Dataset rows
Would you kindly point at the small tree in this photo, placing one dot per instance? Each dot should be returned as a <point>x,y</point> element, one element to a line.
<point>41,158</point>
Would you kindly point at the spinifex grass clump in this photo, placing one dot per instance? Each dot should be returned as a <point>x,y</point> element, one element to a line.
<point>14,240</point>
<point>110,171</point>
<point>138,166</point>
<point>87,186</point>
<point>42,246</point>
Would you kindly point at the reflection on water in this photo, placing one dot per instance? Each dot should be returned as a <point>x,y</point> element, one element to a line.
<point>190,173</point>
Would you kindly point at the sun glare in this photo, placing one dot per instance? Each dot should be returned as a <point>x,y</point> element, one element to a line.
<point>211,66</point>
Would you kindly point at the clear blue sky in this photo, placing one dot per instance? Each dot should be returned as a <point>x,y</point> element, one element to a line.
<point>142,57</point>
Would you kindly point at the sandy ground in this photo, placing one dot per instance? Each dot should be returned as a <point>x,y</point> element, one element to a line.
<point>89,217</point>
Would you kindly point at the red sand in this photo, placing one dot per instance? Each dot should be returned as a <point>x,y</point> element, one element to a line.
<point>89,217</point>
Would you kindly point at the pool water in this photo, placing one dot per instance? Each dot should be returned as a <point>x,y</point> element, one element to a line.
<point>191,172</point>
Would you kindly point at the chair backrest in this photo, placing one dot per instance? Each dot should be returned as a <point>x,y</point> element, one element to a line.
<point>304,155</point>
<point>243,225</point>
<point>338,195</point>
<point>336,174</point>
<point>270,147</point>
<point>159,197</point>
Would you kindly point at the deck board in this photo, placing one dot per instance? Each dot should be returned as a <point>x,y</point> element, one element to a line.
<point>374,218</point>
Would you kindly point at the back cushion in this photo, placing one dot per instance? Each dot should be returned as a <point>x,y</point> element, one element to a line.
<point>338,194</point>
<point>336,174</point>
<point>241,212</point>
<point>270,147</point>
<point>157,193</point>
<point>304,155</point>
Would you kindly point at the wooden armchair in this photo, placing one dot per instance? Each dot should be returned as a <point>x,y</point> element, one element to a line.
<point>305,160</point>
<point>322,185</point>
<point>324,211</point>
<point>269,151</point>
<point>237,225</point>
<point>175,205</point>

• WHAT NEEDS TO BE DONE:
Rewrite the whole listing, changing every "Would you kindly" to "Could you please" and leaving everything else the same.

• RESULT:
Could you please point at the small tree in this photo, placing one dot per instance? Each dot should be returned as a <point>x,y</point> element, one element to a line.
<point>41,158</point>
Could you please point at the spinifex grass clump in this photo, placing one dot per instance? Each dot should be returned as a <point>x,y</point> element, one element to a line.
<point>14,240</point>
<point>110,171</point>
<point>138,166</point>
<point>87,186</point>
<point>42,246</point>
Could you please point at the reflection on water in this photo, placing one dot per instance? Each dot should be returned as a <point>x,y</point> element, one element to a line.
<point>190,173</point>
Could you please point at the sun glare in this photo, placing one dot per instance? Each dot should be returned as a <point>x,y</point> element, one element to a line.
<point>211,66</point>
Could you please point at the clear blue sky in this photo, placing one dot per instance? Each dot should be returned as a <point>x,y</point> element, one element to a line.
<point>142,57</point>
Could you please point at the sandy ground in this photo, placing one dot per instance? Each dot should be returned as a <point>x,y</point> element, one element to a line.
<point>89,217</point>
Could you please point at the red sand in this photo, placing one dot per instance? Each dot should be returned as a <point>x,y</point> element, one element to a line.
<point>89,217</point>
Could you please point at the pool water in this photo, placing one dot per instance? Each dot should be returned as a <point>x,y</point> element, one element to a line.
<point>191,172</point>
Could you please point at the chair backrest in this photo, placing one dot per instance? Each dot should be returned as a <point>x,y</point> element, one element to a line.
<point>304,155</point>
<point>243,225</point>
<point>338,195</point>
<point>336,174</point>
<point>270,147</point>
<point>159,197</point>
Could you please point at the deck board in this photo, placing one dot per instance? Each dot should be returned as a <point>x,y</point> element, one element to a line.
<point>374,218</point>
Could you please point at the back cushion in this photo, placing one dot per instance? Each dot should be returned as a <point>x,y</point> element, one element to a line.
<point>338,194</point>
<point>336,174</point>
<point>241,212</point>
<point>270,147</point>
<point>157,193</point>
<point>304,155</point>
Could you please point at the wooden armchair in this photo, placing one dot per instance? Each dot should be returned as a <point>x,y</point> element, one element to a line.
<point>305,160</point>
<point>322,185</point>
<point>324,211</point>
<point>269,151</point>
<point>237,225</point>
<point>175,205</point>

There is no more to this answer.